= INFORMATION SUPPLIED =
— Begin —
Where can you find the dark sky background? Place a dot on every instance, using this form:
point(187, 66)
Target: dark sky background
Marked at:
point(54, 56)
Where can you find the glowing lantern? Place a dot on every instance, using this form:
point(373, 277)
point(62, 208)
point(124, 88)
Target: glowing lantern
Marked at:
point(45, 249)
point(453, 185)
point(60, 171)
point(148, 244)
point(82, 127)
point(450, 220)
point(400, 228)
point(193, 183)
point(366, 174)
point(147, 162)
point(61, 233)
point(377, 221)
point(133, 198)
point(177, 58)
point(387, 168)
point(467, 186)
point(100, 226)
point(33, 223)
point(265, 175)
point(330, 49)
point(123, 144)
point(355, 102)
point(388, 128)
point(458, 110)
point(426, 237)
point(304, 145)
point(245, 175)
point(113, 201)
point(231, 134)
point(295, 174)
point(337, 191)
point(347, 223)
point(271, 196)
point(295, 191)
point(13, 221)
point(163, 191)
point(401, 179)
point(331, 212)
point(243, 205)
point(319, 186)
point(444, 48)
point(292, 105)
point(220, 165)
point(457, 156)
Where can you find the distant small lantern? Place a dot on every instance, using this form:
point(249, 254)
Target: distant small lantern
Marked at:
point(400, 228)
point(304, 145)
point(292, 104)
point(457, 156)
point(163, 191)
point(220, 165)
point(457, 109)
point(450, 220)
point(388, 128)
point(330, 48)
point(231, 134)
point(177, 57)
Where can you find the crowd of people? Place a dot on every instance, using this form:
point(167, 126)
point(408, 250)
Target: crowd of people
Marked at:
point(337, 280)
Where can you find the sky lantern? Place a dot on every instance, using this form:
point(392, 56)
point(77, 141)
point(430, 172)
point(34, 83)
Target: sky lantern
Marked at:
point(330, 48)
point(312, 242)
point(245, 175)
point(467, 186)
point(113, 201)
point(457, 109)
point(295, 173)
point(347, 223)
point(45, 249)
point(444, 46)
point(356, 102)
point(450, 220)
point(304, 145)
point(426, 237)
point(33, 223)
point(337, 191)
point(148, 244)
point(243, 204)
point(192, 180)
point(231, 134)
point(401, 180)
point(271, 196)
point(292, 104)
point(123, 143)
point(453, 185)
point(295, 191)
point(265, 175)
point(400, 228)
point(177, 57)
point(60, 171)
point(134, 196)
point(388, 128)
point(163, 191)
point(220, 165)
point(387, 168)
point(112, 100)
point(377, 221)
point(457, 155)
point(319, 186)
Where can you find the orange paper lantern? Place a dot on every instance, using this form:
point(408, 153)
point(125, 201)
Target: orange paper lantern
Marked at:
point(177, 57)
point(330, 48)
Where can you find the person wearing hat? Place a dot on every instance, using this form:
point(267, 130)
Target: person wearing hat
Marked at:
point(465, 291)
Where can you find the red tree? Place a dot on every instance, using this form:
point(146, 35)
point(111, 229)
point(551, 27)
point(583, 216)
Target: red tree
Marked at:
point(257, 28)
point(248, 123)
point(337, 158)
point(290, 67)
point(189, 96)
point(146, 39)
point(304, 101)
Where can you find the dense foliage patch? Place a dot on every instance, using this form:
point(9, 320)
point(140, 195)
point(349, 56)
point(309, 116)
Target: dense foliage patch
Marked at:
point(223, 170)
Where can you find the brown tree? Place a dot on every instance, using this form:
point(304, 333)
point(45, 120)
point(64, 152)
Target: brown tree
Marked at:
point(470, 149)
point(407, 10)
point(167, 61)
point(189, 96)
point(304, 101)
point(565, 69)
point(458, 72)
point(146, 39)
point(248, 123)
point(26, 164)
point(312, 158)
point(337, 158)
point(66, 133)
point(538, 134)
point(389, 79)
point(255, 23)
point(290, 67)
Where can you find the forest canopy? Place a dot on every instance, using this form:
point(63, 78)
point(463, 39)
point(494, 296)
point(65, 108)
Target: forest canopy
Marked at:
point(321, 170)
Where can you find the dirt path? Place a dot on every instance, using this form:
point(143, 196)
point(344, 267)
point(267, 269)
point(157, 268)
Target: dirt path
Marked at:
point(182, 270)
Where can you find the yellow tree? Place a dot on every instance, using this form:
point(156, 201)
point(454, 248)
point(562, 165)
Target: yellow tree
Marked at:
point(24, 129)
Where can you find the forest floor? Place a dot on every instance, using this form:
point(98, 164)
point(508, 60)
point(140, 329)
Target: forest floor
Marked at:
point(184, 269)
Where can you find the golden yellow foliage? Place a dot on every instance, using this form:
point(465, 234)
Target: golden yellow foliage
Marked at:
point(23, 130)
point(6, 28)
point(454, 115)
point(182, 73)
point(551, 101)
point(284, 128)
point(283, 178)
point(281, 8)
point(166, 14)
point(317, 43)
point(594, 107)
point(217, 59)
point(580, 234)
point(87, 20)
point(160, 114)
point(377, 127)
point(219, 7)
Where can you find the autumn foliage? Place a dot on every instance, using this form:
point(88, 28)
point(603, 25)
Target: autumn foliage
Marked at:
— End —
= WHAT TO WORK ON =
Can you copy out all of the records above, line for line and character for character, with nothing changed or left out?

= FINISHED TASK =
Where can you find the dark sky background? Place a dot on every instance, using this form:
point(187, 66)
Target: dark sky background
Marked at:
point(54, 56)
Where can you find the glowing lantern? Place a dot on every instance, using this form:
point(373, 277)
point(62, 208)
point(124, 88)
Target: glowing lantern
Marked at:
point(45, 249)
point(453, 185)
point(60, 171)
point(148, 244)
point(82, 127)
point(450, 220)
point(400, 228)
point(193, 183)
point(366, 174)
point(147, 162)
point(61, 233)
point(377, 221)
point(133, 198)
point(177, 58)
point(387, 168)
point(467, 186)
point(100, 226)
point(33, 223)
point(265, 175)
point(330, 49)
point(123, 144)
point(355, 102)
point(388, 128)
point(458, 110)
point(426, 237)
point(304, 145)
point(245, 175)
point(113, 201)
point(231, 134)
point(295, 174)
point(337, 191)
point(347, 223)
point(271, 196)
point(295, 191)
point(13, 221)
point(163, 191)
point(401, 179)
point(331, 212)
point(243, 205)
point(319, 186)
point(444, 48)
point(292, 105)
point(220, 165)
point(457, 156)
Where can you find the distant small lantern? Place a dot on every instance, using this form:
point(249, 254)
Target: distant small lantern
Marked at:
point(400, 228)
point(304, 145)
point(292, 104)
point(457, 156)
point(163, 191)
point(220, 165)
point(457, 109)
point(450, 220)
point(388, 128)
point(330, 48)
point(231, 134)
point(177, 57)
Where can you find the crowd of people? Place a dot on every instance, using this form:
point(167, 126)
point(408, 250)
Target: crowd of people
Marked at:
point(337, 280)
Where can you find the sky lantern? Place a dot on every instance, using this form:
point(392, 56)
point(77, 141)
point(430, 172)
point(34, 83)
Target: sky lantern
Marked at:
point(330, 48)
point(312, 242)
point(245, 175)
point(467, 186)
point(113, 201)
point(457, 109)
point(295, 173)
point(347, 223)
point(45, 249)
point(444, 46)
point(356, 102)
point(450, 220)
point(304, 145)
point(426, 237)
point(33, 223)
point(337, 191)
point(148, 244)
point(243, 204)
point(192, 180)
point(231, 134)
point(401, 180)
point(271, 196)
point(292, 104)
point(123, 143)
point(453, 185)
point(295, 191)
point(265, 175)
point(400, 228)
point(177, 57)
point(60, 171)
point(134, 196)
point(388, 128)
point(163, 191)
point(220, 165)
point(387, 168)
point(112, 100)
point(377, 221)
point(457, 155)
point(319, 186)
Where can you find the orange paper lantern? Place a dot on every instance, using this form:
point(408, 153)
point(125, 201)
Target: orange paper lantern
Marked at:
point(177, 57)
point(330, 48)
Where can you find the person wearing hat? Place a dot on every instance, using this form:
point(267, 130)
Target: person wearing hat
Marked at:
point(465, 291)
Where can you find the red tree? Place a dot on every instance, using this form:
point(146, 35)
point(111, 229)
point(551, 27)
point(583, 216)
Target: red tree
Marked at:
point(257, 28)
point(248, 123)
point(337, 158)
point(290, 67)
point(189, 96)
point(146, 39)
point(304, 101)
Where can you find the dense foliage patch? Place a dot on every instance, using this form:
point(9, 320)
point(140, 195)
point(349, 56)
point(309, 116)
Target: dense foliage patch
Marked at:
point(223, 170)
Where can you find the brown tree? Place a dot on every instance, using this form:
point(304, 333)
point(45, 120)
point(64, 152)
Target: brown tree
Marked at:
point(470, 149)
point(407, 10)
point(167, 61)
point(189, 96)
point(304, 101)
point(565, 69)
point(458, 72)
point(146, 39)
point(248, 123)
point(26, 164)
point(312, 158)
point(337, 158)
point(66, 133)
point(538, 134)
point(389, 79)
point(255, 23)
point(290, 67)
Where can you find the forest canopy? Place a dot on every instance, using this form:
point(63, 78)
point(463, 39)
point(494, 296)
point(65, 108)
Target: forest canopy
Marked at:
point(321, 170)
Where can you find the dirt path? Place a dot on every instance, using this form:
point(143, 196)
point(344, 267)
point(267, 269)
point(157, 268)
Target: dirt path
Marked at:
point(182, 270)
Where can you find the yellow tree? Place a dot on every instance, using this form:
point(156, 201)
point(454, 248)
point(562, 165)
Target: yellow tree
Marked at:
point(24, 129)
Where can you find the forest floor? Place a dot on every instance, using this form:
point(98, 164)
point(508, 60)
point(140, 329)
Target: forest floor
Marked at:
point(184, 269)
Where can you find the golden yellow foliage? Place a dot on every instance, using this form:
point(465, 234)
Target: golden yellow foliage
Marked at:
point(23, 130)
point(6, 28)
point(454, 115)
point(182, 73)
point(551, 101)
point(284, 128)
point(283, 178)
point(281, 8)
point(166, 14)
point(317, 43)
point(594, 107)
point(217, 59)
point(580, 234)
point(87, 20)
point(160, 114)
point(377, 127)
point(219, 7)
Where can you find the autumn foliage? Place a dot on every instance, using this form:
point(88, 28)
point(603, 25)
Target: autumn foliage
Marked at:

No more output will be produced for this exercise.